> STORED RECORDS:
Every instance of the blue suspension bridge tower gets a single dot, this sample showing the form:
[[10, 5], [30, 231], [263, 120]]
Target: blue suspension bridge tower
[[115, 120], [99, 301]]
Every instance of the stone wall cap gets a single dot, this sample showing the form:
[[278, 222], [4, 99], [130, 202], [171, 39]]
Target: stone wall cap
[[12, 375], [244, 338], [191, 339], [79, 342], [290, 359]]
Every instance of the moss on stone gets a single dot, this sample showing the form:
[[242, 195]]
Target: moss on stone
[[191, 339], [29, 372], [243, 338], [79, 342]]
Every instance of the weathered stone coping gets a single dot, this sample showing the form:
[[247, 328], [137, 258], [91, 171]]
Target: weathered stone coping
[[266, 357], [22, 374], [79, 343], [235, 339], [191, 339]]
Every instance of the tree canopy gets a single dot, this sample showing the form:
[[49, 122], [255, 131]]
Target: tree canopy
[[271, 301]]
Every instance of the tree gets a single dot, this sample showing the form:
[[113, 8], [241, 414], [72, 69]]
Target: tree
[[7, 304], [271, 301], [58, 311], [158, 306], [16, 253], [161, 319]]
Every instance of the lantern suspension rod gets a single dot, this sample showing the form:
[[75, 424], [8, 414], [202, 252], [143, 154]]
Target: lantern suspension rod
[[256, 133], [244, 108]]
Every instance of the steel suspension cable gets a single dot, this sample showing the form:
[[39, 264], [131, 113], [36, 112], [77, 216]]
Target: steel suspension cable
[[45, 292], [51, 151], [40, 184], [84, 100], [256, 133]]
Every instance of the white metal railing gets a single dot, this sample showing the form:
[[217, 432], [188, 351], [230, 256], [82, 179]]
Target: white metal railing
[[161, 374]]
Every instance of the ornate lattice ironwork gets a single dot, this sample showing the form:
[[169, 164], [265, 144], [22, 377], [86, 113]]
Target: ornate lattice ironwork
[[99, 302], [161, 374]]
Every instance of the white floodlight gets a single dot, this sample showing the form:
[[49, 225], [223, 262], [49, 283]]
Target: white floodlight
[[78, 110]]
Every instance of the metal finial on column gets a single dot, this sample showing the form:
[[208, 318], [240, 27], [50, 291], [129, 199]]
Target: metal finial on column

> AIM:
Copy out every line above word for word, from the first through the last.

> TASK SOLUTION:
Every instance of the blue suspension bridge tower gets a single dot, this sample showing the form:
[[10, 5], [30, 231], [263, 120]]
Target: blue suspension bridge tower
[[115, 120], [99, 301]]
Every instance of the stone wall cap gets a single dot, this sample showing the form:
[[278, 222], [4, 99], [130, 202], [171, 39]]
Target: stone wall cap
[[12, 375], [244, 338], [191, 339], [79, 342], [290, 359]]
Every instance of the moss on stone gets a single dot, this sample showing the form:
[[242, 195]]
Target: moss on stone
[[191, 339], [29, 372], [243, 338], [79, 342]]
Every instance of the weathered stone coping gets a single dot, this sample showing the form:
[[247, 328], [137, 258], [91, 171]]
Target: weathered stone coping
[[266, 357], [22, 374], [79, 343], [235, 339], [191, 339]]
Every instance of the tree canopy gets a single dot, this sample showing the form:
[[49, 122], [255, 131]]
Target: tree canopy
[[271, 301]]
Every instance of the tree gets a single dot, this sample showing the form:
[[113, 8], [241, 414], [72, 69]]
Target: tree
[[7, 304], [271, 301], [58, 311], [158, 306], [16, 253], [161, 319]]
Every instance of the lantern suspension rod gets a single dot, this sample showing the form:
[[75, 424], [8, 414], [202, 252], [143, 154]]
Target: lantern suspension rod
[[256, 133], [244, 108]]
Every instance of the steel suspension cable gets a single dot, this sample showing the form:
[[39, 264], [131, 113], [36, 112], [77, 216]]
Target: steel suspension cable
[[45, 292], [51, 151], [40, 184], [84, 100], [256, 133]]
Every instance of the white metal railing gets a single dot, this sample showing the form:
[[217, 432], [188, 351], [230, 256], [82, 179]]
Target: white metal railing
[[161, 374]]
Every instance of the ornate lattice ironwork gets a single dot, this sample showing the form:
[[169, 164], [265, 144], [22, 377], [86, 113]]
Target: ornate lattice ironwork
[[99, 302], [161, 374]]
Every instance of the white floodlight gets a single dot, this sample showing the form:
[[49, 225], [223, 262], [49, 283]]
Target: white floodlight
[[78, 110]]
Every instance of the metal finial on column gets a single dot, this sample showing the form:
[[208, 318], [240, 27], [50, 291], [129, 199]]
Target: metal finial on column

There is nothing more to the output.